** Set task **
Lay out all of the data below as a numbered list, leaving out any blank lines.
— BEGIN Material for the task —
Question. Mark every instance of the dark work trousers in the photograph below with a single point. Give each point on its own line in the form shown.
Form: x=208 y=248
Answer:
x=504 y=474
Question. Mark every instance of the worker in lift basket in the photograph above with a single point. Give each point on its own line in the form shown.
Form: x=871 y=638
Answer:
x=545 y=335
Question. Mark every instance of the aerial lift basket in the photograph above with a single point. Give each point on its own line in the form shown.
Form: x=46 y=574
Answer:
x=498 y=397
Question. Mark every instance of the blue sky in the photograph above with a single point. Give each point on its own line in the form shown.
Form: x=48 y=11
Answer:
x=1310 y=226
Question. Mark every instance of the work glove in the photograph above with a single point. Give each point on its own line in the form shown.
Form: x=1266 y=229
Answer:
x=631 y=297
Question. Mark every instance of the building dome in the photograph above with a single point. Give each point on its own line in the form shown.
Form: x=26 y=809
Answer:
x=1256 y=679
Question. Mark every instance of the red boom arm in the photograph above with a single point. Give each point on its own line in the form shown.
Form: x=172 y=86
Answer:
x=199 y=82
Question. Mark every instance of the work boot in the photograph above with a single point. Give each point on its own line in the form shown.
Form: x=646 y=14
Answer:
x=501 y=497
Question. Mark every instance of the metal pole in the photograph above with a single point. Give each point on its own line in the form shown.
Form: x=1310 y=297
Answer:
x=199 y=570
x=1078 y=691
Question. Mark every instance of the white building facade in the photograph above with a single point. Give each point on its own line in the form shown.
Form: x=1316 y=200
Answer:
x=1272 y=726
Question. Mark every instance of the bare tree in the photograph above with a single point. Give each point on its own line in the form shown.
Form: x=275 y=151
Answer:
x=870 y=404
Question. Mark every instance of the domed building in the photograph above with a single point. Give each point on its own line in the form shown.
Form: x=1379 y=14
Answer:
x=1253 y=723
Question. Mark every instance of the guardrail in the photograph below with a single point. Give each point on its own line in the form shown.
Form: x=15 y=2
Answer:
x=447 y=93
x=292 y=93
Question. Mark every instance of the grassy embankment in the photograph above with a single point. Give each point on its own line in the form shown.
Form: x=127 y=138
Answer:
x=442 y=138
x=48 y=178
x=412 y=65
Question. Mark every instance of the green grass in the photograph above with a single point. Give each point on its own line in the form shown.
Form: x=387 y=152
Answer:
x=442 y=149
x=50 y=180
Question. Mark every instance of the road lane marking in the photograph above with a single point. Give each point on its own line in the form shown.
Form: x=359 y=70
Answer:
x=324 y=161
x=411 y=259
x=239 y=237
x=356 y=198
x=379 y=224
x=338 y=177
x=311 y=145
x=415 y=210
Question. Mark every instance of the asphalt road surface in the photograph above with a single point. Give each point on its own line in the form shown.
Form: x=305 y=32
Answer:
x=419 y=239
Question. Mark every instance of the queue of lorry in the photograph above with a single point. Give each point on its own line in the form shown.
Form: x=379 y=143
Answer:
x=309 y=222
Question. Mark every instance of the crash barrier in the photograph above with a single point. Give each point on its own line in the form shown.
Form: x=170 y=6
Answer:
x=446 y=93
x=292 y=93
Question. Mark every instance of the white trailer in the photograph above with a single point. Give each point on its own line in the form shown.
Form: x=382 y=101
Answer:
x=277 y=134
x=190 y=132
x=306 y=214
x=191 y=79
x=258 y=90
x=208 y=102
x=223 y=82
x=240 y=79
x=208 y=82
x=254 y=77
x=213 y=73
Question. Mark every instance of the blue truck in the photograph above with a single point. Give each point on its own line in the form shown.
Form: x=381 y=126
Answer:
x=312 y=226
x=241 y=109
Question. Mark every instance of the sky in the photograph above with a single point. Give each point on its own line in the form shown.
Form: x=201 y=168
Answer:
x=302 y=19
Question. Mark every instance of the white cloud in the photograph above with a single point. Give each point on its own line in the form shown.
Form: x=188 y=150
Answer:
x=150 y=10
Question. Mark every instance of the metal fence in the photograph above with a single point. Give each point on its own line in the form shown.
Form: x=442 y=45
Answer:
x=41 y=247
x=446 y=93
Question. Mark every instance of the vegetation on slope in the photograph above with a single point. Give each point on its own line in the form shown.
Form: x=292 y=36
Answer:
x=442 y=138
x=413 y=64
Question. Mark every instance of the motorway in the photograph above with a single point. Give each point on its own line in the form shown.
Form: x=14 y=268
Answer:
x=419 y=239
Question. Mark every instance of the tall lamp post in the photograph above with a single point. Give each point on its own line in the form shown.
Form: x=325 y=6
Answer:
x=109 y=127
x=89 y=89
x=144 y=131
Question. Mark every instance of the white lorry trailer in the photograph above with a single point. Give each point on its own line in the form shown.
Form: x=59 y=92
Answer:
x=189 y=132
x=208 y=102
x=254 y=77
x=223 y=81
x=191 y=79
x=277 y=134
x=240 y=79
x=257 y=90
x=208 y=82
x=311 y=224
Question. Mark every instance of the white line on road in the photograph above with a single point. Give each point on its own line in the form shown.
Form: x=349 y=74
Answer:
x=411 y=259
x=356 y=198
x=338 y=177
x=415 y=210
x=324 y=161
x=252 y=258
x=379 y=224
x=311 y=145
— END Material for the task —
** Exercise output **
1. Question. Mark every instance of the dark work trousers in the photograph below with a single point. Give each point on its own line in the form shown.
2. Form: x=208 y=248
3. Answer:
4. x=504 y=474
5. Question. Mark every instance of the worker in lift basket in the photograph above with a single point. Give each point on its own line in the form shown.
6. Form: x=871 y=638
7. Answer:
8. x=545 y=335
9. Question. Mark every instance of the aerial lift basket in the photograph above with a single point. Give each point on its own line in the form shown.
10. Form: x=46 y=574
11. Answer:
12. x=498 y=397
13. Question. Mark every instance of the blue sky in the photograph above with a single point. Give each point on its own line in the form shown.
14. Form: x=48 y=11
15. Answer:
16. x=1310 y=226
17. Question. Mark every instance of the work glove in the photograph above with a single point. Give each point on its own line in the form shown.
18. Form: x=1266 y=229
19. Answer:
20. x=631 y=297
21. Question. Mark every instance of the building dome in the photograph above with a single point. Give each point on its own line in the form shown.
22. Form: x=26 y=809
23. Answer:
24. x=1256 y=679
25. Question. Mark every instance of the red boom arm in the photograph above with a single point. Give each point on its own line in the form shown.
26. Form: x=172 y=86
27. Answer:
28. x=199 y=82
29. Question. Mark every instance of the work boot in the photograph above with a single point. Give each point on its own line in the form shown.
30. Form: x=646 y=14
31. Answer:
32. x=501 y=497
33. Question. Mark every instance of the metal pole in the photograph above with a single point. Give each point on its own line in the form shown.
34. Form: x=1310 y=297
35. Answer:
36. x=199 y=570
37. x=1078 y=691
38. Question. Mark every instance of the white building facade in the photograph above with a single point. Give each point on its own line in the form shown.
39. Form: x=1316 y=200
40. Answer:
41. x=1272 y=726
42. Question. Mark every instance of the bare tree in the photograph above with a single point. Give each point on its own line in the form shown.
43. Form: x=275 y=151
44. Answer:
45. x=870 y=404
46. Question. Mark every instance of the domed building in the photograph above with a single point. Give each point on its own line in the form shown.
47. Form: x=1379 y=14
48. Answer:
49. x=1253 y=723
50. Question. Mark every instance of the guardrail in the photograph below with a single point. Give each point on its own line in the form shown.
51. Form: x=15 y=2
52. Answer:
53. x=447 y=93
54. x=292 y=93
55. Question. Mark every instance of the grassy embankment in the photograph above with a single point. Give each point on its own line in the form shown.
56. Form: x=127 y=138
57. Answer:
58. x=442 y=138
59. x=48 y=178
60. x=412 y=65
61. Question. Mark every instance of the green grass in the photograph above with a single point. Give each point on its own line in the form shown.
62. Form: x=387 y=152
63. Answer:
64. x=442 y=149
65. x=50 y=180
66. Question. Mark every instance of the road lane marking in the photograph above with a single point. Give each point on its own line in the form shown.
67. Form: x=359 y=70
68. Answer:
69. x=324 y=161
70. x=411 y=259
71. x=239 y=237
72. x=356 y=198
73. x=379 y=224
74. x=338 y=177
75. x=311 y=145
76. x=415 y=210
77. Question. Mark every instance of the asphalt road surface in the photograph above with a single point. Give each point on its own line in the form shown.
78. Form: x=305 y=32
79. Answer:
80. x=419 y=239
81. Question. Mark every instance of the queue of lorry in the photograph above with a single point. Give each point on its own line in the form shown.
82. Form: x=379 y=143
83. Answer:
84. x=309 y=222
85. Question. Mark every instance of the crash barrier in the photograph above with a single point. Give each point on its own line in the form shown.
86. Form: x=170 y=6
87. Answer:
88. x=446 y=93
89. x=292 y=93
90. Question. Mark every instance of the white trailer in the photograph above with a single point. Give each point on its own line in the form shown.
91. Form: x=382 y=101
92. Answer:
93. x=277 y=134
94. x=190 y=132
95. x=306 y=214
96. x=191 y=79
97. x=258 y=90
98. x=208 y=102
99. x=223 y=82
100. x=240 y=79
101. x=208 y=82
102. x=254 y=77
103. x=213 y=73
104. Question. Mark every instance of the blue truck in the photograph above with a single point. Give each point on its own line in the form shown.
105. Form: x=381 y=126
106. Answer:
107. x=312 y=226
108. x=241 y=109
109. Question. Mark every instance of the sky in the photograph above with a single point. Give each point on its own line in the form shown.
110. Form: x=201 y=168
111. Answer:
112. x=302 y=19
113. Question. Mark every instance of the white cloud in the photograph above with a single point. Give each point on its own line in the form shown.
114. Form: x=188 y=150
115. Answer:
116. x=150 y=10
117. Question. Mark every instance of the metal fence in the photograph above with a single point. Give each point on its own line in the form shown.
118. Form: x=442 y=45
119. Answer:
120. x=41 y=247
121. x=446 y=93
122. Question. Mark every instance of the vegetation on slope in the photograph above with a single point. Give each point on its own line in the form shown.
123. Form: x=292 y=36
124. Answer:
125. x=442 y=138
126. x=413 y=64
127. Question. Mark every instance of the motorway in the photograph above with a single point. Give each point on its own line in the form shown.
128. Form: x=14 y=268
129. Answer:
130. x=419 y=239
131. Question. Mark every instance of the tall lamp post in the photograph above with a single point. Give each point on its own line in the form shown.
132. Form: x=325 y=6
133. Answer:
134. x=109 y=127
135. x=89 y=89
136. x=144 y=131
137. Question. Mark every instance of the white lorry trailer in the photograph above with a single point. Give each point on its own line in the form shown.
138. Form: x=59 y=92
139. Answer:
140. x=189 y=132
141. x=208 y=102
142. x=254 y=77
143. x=223 y=81
144. x=191 y=79
145. x=277 y=134
146. x=240 y=79
147. x=257 y=90
148. x=208 y=82
149. x=311 y=224
150. Question. Mark every instance of the white line on road in the photograph above with a single point. Give each point on its own line in the form shown.
151. Form: x=349 y=74
152. Answer:
153. x=411 y=259
154. x=356 y=198
155. x=338 y=177
156. x=415 y=210
157. x=324 y=161
158. x=252 y=258
159. x=379 y=224
160. x=311 y=145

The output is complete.